§ WHAT YOU NEED TO DO: Please reproduce all of the lines below, word for word and in full.

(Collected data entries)

■ ■ ■ ■ ■ ■ ■

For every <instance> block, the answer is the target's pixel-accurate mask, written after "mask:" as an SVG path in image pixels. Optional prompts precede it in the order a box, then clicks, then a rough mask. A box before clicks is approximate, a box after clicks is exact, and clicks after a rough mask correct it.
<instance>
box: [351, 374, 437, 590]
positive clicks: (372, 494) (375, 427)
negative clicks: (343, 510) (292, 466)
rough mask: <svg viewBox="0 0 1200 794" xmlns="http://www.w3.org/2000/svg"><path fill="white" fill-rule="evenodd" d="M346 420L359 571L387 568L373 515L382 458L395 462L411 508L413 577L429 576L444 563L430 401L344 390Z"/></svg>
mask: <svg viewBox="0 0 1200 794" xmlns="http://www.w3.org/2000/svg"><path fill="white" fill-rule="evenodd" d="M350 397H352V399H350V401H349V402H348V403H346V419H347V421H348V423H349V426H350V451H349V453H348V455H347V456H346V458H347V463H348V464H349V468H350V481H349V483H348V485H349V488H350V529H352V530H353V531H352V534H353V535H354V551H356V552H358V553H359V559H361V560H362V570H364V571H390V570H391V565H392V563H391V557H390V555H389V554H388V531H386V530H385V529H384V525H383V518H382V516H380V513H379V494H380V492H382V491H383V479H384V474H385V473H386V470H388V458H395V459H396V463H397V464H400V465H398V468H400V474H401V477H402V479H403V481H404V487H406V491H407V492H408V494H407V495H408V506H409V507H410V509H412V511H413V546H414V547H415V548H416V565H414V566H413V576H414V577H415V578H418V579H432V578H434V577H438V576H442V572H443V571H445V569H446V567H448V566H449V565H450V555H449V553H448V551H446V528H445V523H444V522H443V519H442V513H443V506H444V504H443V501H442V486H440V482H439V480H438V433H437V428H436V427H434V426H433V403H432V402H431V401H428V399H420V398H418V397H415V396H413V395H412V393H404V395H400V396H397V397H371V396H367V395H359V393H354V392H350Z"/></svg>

■ ■ ■ ■ ■ ■ ■

§ ANSWER SECTION:
For every <instance> block, the answer is the target's pixel-accurate mask, written after "mask:" as an SVG path in image pixels. Optional prompts precede it in the order a box, then clicks, then a rough mask. A box before clicks is approximate, a box after clicks is exact, and clicks after a rough mask correct it.
<instance>
box: [351, 374, 437, 590]
positive clicks: (372, 494) (375, 427)
negative clicks: (343, 510) (292, 466)
rough mask: <svg viewBox="0 0 1200 794" xmlns="http://www.w3.org/2000/svg"><path fill="white" fill-rule="evenodd" d="M346 420L359 571L387 568L373 515L382 458L395 462L411 508L413 577L429 576L444 563L430 401L344 390Z"/></svg>
mask: <svg viewBox="0 0 1200 794" xmlns="http://www.w3.org/2000/svg"><path fill="white" fill-rule="evenodd" d="M350 397H352V399H350V401H349V402H348V403H346V419H347V421H348V423H349V426H350V451H349V453H348V455H347V456H346V458H347V463H348V464H349V468H350V481H349V483H348V485H349V488H350V529H352V530H353V531H352V534H353V535H354V551H356V552H358V553H359V559H361V560H362V570H364V571H390V570H391V565H392V563H391V557H390V555H389V554H388V531H386V530H385V529H384V525H383V518H382V516H380V513H379V494H380V492H382V491H383V479H384V474H385V473H386V470H388V458H395V459H396V463H397V464H400V465H398V468H400V474H401V477H402V479H403V481H404V487H406V491H407V492H408V494H407V495H408V506H409V507H410V509H412V511H413V546H414V547H415V548H416V565H414V566H413V576H414V577H415V578H418V579H432V578H434V577H438V576H442V572H443V571H445V569H446V567H448V566H449V565H450V555H449V553H448V551H446V528H445V523H444V522H443V519H442V513H443V506H444V504H443V501H442V486H440V482H439V480H438V433H437V428H436V427H434V426H433V403H432V402H431V401H428V399H420V398H418V397H415V396H413V395H412V393H404V395H400V396H397V397H371V396H367V395H359V393H354V392H350Z"/></svg>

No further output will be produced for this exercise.